**To do**
1. Set down the part of the text on the IBS trial between "On the company" and "shill for them.", inclusive.
2. According to the text on the IBS trial, which company acquired Mahana?

The primary end point was the proportion of participants with ≥50-point decrease in IBS-SSS between the interventions at the end of the program.
What’s the point of using a control group when you don’t compare the values directly between the groups?
At program completion, 81% met the primary end point with GDH Program vs 63% Active Control ( P = 0.002). IBS-SSS was median 208 (interquartile range 154-265) with GDH and 244 (190-308) with control ( P = 0.004)
The median IBS-SSS difference between the groups was 36, well below the 50 point threshold that they defined as clinically meaningful.

Therefore the intervention didn’t provide any added value beyond the control group. So the intervention wasn’t effective.
 
I have no idea how assertions like this pass peer review. This is the kind of stuff that makes a complete mockery of a core process of academia.
Yes

We are allowed to say it’s a lie based on the facts of their own paper because that’s a fact.

And yet the industry and those running the supposed system that keeps the science in check by peer review etc won’t

It seems to come down to advertising standards each time

And I think the next campaign needs to blatantly be that journalism papers now need to come under their remit because they are being abused as propaganda vehicles certainly in all professions anywhere near to medicine and psychology

And the lies are blatant by taking a result and inverting it in the abstract then locking the results section (if anyone reads it anyway) under a paywall. At which point it is not just an advert that it’s being used as but given so many are just manifestos as there is often no research or methods do poor it’s worse than if there were no research because it’s been done to mislead that there is veracity not just opinion but political advertising and misinformation being used to influence directly those who will be buyers of services, goods etc. That’s why they do it.
 
What’s the point of using a control group when you don’t compare the values directly between the groups?

The median IBS-SSS difference between the groups was 36, well below the 50 point threshold that they defined as clinically meaningful.

Therefore the intervention didn’t provide any added value beyond the control group. So the intervention wasn’t effective.
It's pretty notable how their conclusion doesn't even bother with it, they just say "heh, guess it helped, just mumble something about equity or whatever". This trial is the evidence used by a company called Nerva Health, which acquired Mahana, the company that built a similar IBS app based on research featuring some of our BPS overlords (and which was similarly a bust).

On the company website, they simply mention that 81% of participants benefited from it, which they take from this study:
At program completion, 81% met the primary end point with GDH Program vs 63% Active Control ( P = 0.002)
So, entirely ignoring the primary outcome and just going with a highly misleading distortion instead. Which is something very common in psychosomatic academia, so it's actually hard to police any of this when they can simply link to published research by influential researchers saying all the same things. What the PACE authors did was far more egregious than this and they had most of the UK medical establishment and the editor-in-chief of The Lancet to shill for them.

**Supplied information**

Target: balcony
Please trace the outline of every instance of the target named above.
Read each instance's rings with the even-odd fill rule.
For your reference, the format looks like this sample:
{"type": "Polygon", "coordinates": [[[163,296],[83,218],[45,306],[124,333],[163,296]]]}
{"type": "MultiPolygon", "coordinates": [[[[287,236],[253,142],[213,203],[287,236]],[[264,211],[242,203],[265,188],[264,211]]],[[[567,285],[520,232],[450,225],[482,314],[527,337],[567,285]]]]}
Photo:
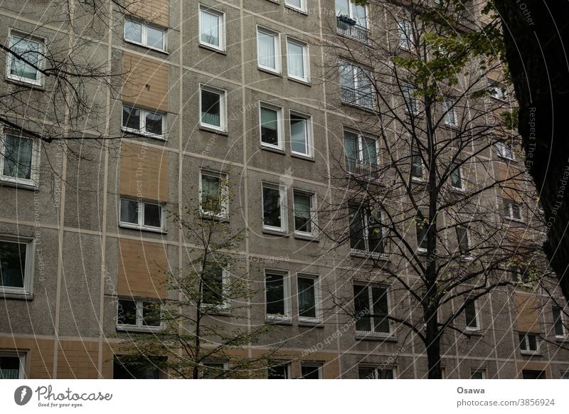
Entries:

**Solutions by task**
1.
On the company website, they simply mention that 81% of participants benefited from it, which they take from this study:
At program completion, 81% met the primary end point with GDH Program vs 63% Active Control ( P = 0.002)
So, entirely ignoring the primary outcome and just going with a highly misleading distortion instead. Which is something very common in psychosomatic academia, so it's actually hard to police any of this when they can simply link to published research by influential researchers saying all the same things. What the PACE authors did was far more egregious than this and they had most of the UK medical establishment and the editor-in-chief of The Lancet to shill for them.

2. Nerva Health